Stored data entries >>

Content starts

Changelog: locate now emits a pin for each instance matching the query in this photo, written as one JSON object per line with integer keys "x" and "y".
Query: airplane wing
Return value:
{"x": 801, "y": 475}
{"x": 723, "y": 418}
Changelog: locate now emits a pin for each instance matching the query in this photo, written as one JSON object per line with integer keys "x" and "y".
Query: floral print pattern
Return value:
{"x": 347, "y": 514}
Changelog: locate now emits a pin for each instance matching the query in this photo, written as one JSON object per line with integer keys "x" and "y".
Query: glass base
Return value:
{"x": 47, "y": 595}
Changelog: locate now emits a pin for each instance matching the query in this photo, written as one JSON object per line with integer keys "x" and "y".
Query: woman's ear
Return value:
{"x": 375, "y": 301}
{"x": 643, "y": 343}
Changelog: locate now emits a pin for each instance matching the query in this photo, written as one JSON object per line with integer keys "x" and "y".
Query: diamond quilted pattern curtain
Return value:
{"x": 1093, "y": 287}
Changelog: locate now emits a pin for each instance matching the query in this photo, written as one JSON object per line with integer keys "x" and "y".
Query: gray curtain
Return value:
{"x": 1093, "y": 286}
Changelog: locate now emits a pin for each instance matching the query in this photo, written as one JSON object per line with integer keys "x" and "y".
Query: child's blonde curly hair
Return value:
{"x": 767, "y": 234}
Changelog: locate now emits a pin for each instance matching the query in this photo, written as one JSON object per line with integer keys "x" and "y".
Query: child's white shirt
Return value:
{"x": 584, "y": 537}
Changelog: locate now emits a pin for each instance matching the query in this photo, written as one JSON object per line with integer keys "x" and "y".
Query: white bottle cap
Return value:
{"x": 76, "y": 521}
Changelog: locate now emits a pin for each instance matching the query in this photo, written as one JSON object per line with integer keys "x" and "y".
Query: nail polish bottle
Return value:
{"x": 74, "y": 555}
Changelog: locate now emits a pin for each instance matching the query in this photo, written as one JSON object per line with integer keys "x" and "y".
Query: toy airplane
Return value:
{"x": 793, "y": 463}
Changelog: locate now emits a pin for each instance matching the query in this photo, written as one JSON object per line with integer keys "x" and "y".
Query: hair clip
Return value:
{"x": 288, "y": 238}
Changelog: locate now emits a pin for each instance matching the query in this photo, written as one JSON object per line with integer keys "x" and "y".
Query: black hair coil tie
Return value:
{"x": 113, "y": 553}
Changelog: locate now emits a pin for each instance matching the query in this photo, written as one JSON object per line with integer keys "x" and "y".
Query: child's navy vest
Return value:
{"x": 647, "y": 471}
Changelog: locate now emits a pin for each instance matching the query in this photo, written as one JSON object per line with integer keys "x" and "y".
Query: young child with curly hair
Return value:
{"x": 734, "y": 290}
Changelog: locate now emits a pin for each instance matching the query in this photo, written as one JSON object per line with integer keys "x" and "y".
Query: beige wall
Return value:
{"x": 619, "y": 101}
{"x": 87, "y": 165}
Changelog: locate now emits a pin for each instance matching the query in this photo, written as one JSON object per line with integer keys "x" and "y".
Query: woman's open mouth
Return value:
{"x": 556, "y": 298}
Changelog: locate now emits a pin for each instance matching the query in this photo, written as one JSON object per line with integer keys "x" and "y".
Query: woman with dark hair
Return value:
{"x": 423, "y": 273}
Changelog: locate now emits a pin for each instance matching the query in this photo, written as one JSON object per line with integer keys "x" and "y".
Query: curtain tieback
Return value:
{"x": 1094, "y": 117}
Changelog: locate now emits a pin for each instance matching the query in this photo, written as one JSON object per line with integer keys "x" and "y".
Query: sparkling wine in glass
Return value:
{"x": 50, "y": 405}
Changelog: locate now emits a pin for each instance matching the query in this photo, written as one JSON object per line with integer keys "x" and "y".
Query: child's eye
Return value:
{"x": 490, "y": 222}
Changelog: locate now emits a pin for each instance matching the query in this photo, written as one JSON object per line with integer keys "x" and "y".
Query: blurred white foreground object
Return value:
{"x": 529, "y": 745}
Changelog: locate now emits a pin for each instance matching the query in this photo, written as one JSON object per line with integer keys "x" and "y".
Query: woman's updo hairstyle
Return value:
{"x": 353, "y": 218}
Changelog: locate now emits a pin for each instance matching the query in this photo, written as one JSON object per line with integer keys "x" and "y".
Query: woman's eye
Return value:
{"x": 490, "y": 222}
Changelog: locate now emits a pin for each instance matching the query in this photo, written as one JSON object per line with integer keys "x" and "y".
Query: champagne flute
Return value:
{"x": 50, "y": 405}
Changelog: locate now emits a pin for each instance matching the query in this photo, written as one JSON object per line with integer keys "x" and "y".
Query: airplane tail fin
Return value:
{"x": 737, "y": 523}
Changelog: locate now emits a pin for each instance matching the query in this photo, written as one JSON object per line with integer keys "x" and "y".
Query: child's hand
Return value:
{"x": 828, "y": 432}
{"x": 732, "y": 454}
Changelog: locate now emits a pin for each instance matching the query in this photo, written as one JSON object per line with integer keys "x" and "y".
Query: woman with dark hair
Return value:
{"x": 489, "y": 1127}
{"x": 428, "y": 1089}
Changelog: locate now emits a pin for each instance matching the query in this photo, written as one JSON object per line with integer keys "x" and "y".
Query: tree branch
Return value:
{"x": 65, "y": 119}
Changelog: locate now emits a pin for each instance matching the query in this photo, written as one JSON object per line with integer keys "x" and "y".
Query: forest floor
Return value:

Content ends

Output the data in full, precisely as it appears above.

Task solution >>
Changelog: locate now emits a pin for each instance matching the query in this photo, written as one JSON object per line with integer keys "x" and "y".
Query: airplane wing
Return value:
{"x": 801, "y": 475}
{"x": 723, "y": 418}
Changelog: locate now emits a pin for each instance matching the query in this photo, written as one JSON object per line with integer keys "x" and "y".
Query: floral print pattern
Return value:
{"x": 347, "y": 514}
Changelog: locate now emits a pin for each instance matching the query in this photo, written as one JSON object per line with integer keys "x" and "y".
Query: glass base
Return value:
{"x": 47, "y": 595}
Changelog: locate now emits a pin for each instance matching the query in this photo, written as one JSON object per line with integer keys "x" and "y".
Query: woman's ear
Return value:
{"x": 375, "y": 301}
{"x": 643, "y": 343}
Changelog: locate now emits a pin for each instance matching the query in this photo, written as one JSON object per line with integer keys "x" and "y".
Query: diamond quilted pattern curtain
Return value:
{"x": 1093, "y": 287}
Changelog: locate now emits a pin for each instance matching the query in this photo, written as one JSON object per line with integer keys "x" and "y".
Query: gray curtain
Return value:
{"x": 1093, "y": 286}
Changelog: locate now emits a pin for each instance matching the query in this photo, written as one JSON object per line with integer keys "x" and "y".
Query: child's blonde curly hair
Return value:
{"x": 767, "y": 234}
Changelog: locate now emits a pin for each instance matching the query in this photo, written as one JSON object per line with integer keys "x" and "y".
Query: child's white shirt
Return value:
{"x": 584, "y": 537}
Changelog: locate now emits a pin for each instance matching the query in this photo, written as one JSON object per line with integer keys "x" and "y".
Query: white bottle cap
Return value:
{"x": 76, "y": 521}
Changelog: locate now emits a pin for each instance matching the query in this photo, written as one JSON object per line with integer keys "x" and "y".
Query: nail polish bottle
Return value:
{"x": 74, "y": 555}
Changelog: locate now emits a pin for each instance matching the query in this photo, written as one JSON object per line with integer keys "x" and "y".
Query: toy airplane
Return value:
{"x": 793, "y": 463}
Changelog: locate now emits a pin for each instance matching the query in this photo, written as one JSON object per line with integer keys "x" and "y".
Query: hair clip
Return value:
{"x": 288, "y": 238}
Changelog: locate now emits a pin for each instance matching the query in this photo, written as one JSON object per line with integer keys "x" and "y".
Query: black hair coil tie
Return value:
{"x": 113, "y": 553}
Changelog: locate now emits a pin for each instance matching the query in this photo, written as one JSON object per line with integer keys "x" and "y".
Query: child's navy vest
Return value:
{"x": 647, "y": 471}
Changelog: locate now emits a pin for each instance matching the query in this photo, written as one JSON object per line with integer keys "x" and "y".
Query: young child with curly hair
Return value:
{"x": 734, "y": 290}
Changelog: locate now emits a pin for each instance matching the query in this photo, written as one JSON object per line with integer keys "x" and "y".
Query: beige wall
Return value:
{"x": 619, "y": 101}
{"x": 87, "y": 165}
Changelog: locate now emits a pin for each instance matching the query in this photo, written as one JSON object per line with integer keys "x" and "y".
Query: woman's open mouth
Return value:
{"x": 556, "y": 298}
Changelog: locate now emits a pin for each instance matching the query in this photo, written as one JSON object per line with integer keys "x" and "y".
Query: woman with dark hair
Return value:
{"x": 423, "y": 273}
Changelog: locate now emits a pin for each instance matching the query in this photo, written as one JSON object per line with integer keys "x" and "y".
Query: curtain tieback
Return value:
{"x": 1094, "y": 117}
Changelog: locate now emits a pin for each instance matching the query in this photo, written as one JSON object per line with integer keys "x" and "y".
Query: sparkling wine in glass
Return value:
{"x": 50, "y": 405}
Changelog: locate now emits a pin for each instance matching the query in this photo, written as one JSON object per line with integer keys "x" and "y".
Query: child's eye
Return value:
{"x": 490, "y": 222}
Changelog: locate now emits a pin for each instance matching the query in this photo, written as one JSON object per line with integer keys "x" and "y".
Query: blurred white foreground object
Return value:
{"x": 529, "y": 745}
Changelog: locate now emits a pin for each instance matching the query in this photo, written as one JSON object per line with integer keys "x" and "y".
Query: woman's updo hairstyle
Return value:
{"x": 353, "y": 218}
Changelog: locate now emits a pin for each instance matching the query in this photo, written as one JSON object per line with integer keys "x" and "y".
Query: woman's eye
Return value:
{"x": 490, "y": 222}
Changelog: locate now emits a pin for each instance matching the query in this photo, written as one JSON object per line with integer keys "x" and "y".
Query: champagne flute
Return value:
{"x": 50, "y": 405}
Changelog: locate now emits a pin for each instance matching the query in this photo, written as one JSON object per line with integer keys "x" and "y".
Query: airplane tail fin
Return value:
{"x": 737, "y": 523}
Changelog: locate now emits a pin for each instance matching the query in this photo, written as one JSON object per line with integer keys "x" and "y".
Query: child's hand
Return value:
{"x": 828, "y": 432}
{"x": 732, "y": 454}
Changelog: locate now emits a pin for each instance matching the query in this photo, written as one JSON object per line with integer keys "x" and "y".
Query: woman with dark hair
Return value:
{"x": 489, "y": 1127}
{"x": 428, "y": 1089}
Changelog: locate now emits a pin for each instance matching the query in this photo, written as one JSON object per line with integer keys "x" and "y".
Query: tree branch
Return value:
{"x": 65, "y": 119}
Changelog: locate now emits a pin for each instance matching the query in this photo, written as one JSON object per line with integer keys "x" and "y".
Query: forest floor
Return value:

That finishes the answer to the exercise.